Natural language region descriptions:
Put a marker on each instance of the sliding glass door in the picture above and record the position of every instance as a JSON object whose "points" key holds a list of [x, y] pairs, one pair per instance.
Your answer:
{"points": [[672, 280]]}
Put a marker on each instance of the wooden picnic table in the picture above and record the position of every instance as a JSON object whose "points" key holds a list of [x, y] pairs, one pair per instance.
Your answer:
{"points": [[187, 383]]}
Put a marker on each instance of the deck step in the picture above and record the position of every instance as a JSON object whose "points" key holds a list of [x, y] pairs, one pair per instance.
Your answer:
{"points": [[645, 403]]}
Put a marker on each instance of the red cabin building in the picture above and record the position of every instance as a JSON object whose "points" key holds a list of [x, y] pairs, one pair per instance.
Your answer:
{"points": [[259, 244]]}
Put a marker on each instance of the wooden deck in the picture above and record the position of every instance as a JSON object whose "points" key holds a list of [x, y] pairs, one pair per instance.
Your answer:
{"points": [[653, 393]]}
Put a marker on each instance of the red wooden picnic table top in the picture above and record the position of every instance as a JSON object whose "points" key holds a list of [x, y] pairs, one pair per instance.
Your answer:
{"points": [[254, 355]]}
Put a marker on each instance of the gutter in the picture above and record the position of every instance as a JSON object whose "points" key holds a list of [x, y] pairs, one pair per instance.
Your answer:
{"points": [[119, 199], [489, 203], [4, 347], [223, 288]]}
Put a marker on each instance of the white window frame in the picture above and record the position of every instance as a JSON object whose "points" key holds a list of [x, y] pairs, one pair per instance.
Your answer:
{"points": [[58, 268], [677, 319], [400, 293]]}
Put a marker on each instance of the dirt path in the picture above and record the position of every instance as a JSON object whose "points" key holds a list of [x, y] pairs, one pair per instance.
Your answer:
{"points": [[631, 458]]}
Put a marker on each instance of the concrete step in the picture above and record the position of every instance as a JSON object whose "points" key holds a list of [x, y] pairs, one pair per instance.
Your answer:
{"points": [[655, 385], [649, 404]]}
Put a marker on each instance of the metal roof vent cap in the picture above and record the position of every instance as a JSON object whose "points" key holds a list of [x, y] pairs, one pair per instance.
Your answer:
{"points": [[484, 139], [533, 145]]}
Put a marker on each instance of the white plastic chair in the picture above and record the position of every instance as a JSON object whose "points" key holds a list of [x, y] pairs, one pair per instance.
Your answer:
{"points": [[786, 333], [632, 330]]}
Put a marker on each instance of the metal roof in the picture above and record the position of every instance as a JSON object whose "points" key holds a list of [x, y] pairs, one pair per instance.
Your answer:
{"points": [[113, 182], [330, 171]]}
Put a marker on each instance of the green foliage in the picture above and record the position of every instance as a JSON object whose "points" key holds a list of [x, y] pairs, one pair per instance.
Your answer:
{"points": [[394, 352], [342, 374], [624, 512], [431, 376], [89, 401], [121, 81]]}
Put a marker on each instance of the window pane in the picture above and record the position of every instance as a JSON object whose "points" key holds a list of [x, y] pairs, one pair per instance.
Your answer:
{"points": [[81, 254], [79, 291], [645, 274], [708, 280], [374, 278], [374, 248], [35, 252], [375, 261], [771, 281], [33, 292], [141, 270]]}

__To do__: Take every line from the records above that has the word "table" and copy it.

__Answer section__:
Put a marker on each instance of the wooden picnic table in the picture above and record the position of every instance as a JSON object whose "points" key holds a list of [x, y] pairs, one pair per instance.
Put a marker on each instance of the red wooden picnic table top in the picture above and record the position of every instance as a JSON object whose "points" key holds a list of [x, y] pairs, one pair per instance.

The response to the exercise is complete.